____ SOURCE EXTRACT

Submitted to: Germplasm Release
Publication Type: Germplasm Release
Publication Acceptance Date: 5/24/2005
Publication Date: 5/23/2005
Citation: Buhr, R.J. 2005. Notice of release of a novel featherless broiler chicken line. Germplasm Release.

Interpretive Summary:

Technical Abstract: The Agricultural Research Service of the United States Department of Agriculture announces the release of a novel featherless (scaleless) broiler line. Featherlessness in the scaleless lines is the result of an autosomal recessive gene that spontaneously arose in a commercial New Hampshire meat-type chicken strain and was first described by Abbott and Asmundson in 1957. The featherless condition results from the failure by the ectoderm to transcribe the genes for fibroblast growth factors FGF-2 and FGFR-1. These growth factors are necessary for formation of ectoderm derivatives, such as feathers, spurs, and scales. Dr. R. Jeffrey Buhr, Research Animal Physiologist at the USDA-ARS Richard B. Russell Agricultural Research Center in Athens, GA, has developed the featherless broiler line over the past five years. Stocks originating from scaleless low-line hatching eggs were obtained from the University of California-Davis in December 1999. At that time, body weight of scaleless line hens at 18 weeks of age averaged 1.3 kg and 1.5 kg for roosters. To obtain feathered and featherless broilers of comparable body weight at the time of processing (six weeks of age), roosters from this foundation line were mated via artificial insemination to a commercial strain of broiler breeder hens. Chicks from this mating were all feathered (heterozygous for the scaleless gene +/sc) and were raised to maturity. This feathered hybrid line was intermated and produced sibling chicks in an approximate ratio of three-fourths feathered and one-fourth featherless. From these chicks, featherless roosters selected for high body weight and large chest circumference were mated back to their parental hens to produce feathered and featherless chicks that were grown to maturity. Over the next two years, selected featherless rosters were mated to additional flocks of commercial broiler breeder hens. Currently feathered and featherless broilers obtain body weights comparable to commercial broilers at the time of processing, 2.2 kg at six weeks of age. The featherless broiler line has been used to document the lack of influence of empty feather follicles on the bacterial levels of both post defeathered and post immersion chilled carcass and the results have been published in Poultry Science. Fertile hatching eggs and chicks are available to researchers now in 2005.

________
____ RAW DATA

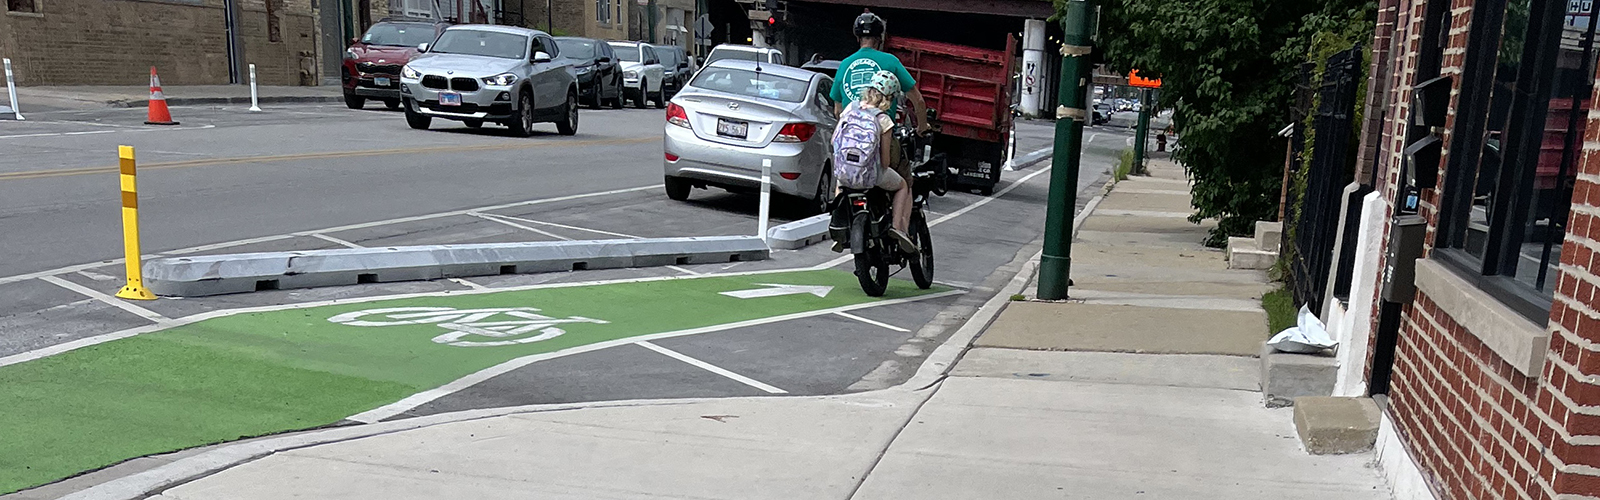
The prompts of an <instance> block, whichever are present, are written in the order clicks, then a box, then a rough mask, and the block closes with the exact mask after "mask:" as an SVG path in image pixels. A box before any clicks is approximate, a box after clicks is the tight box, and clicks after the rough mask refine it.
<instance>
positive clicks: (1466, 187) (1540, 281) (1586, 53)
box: [1437, 0, 1595, 321]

________

- [WHAT TO WORK ON]:
Retype the featherless broiler notice between "Submitted to: Germplasm" and "line. Germplasm Release.", inclusive. Rely only on the featherless broiler notice, not the data.

- [REPLY TO THE EXERCISE]:
Submitted to: Germplasm Release
Publication Type: Germplasm Release
Publication Acceptance Date: 5/24/2005
Publication Date: 5/23/2005
Citation: Buhr, R.J. 2005. Notice of release of a novel featherless broiler chicken line. Germplasm Release.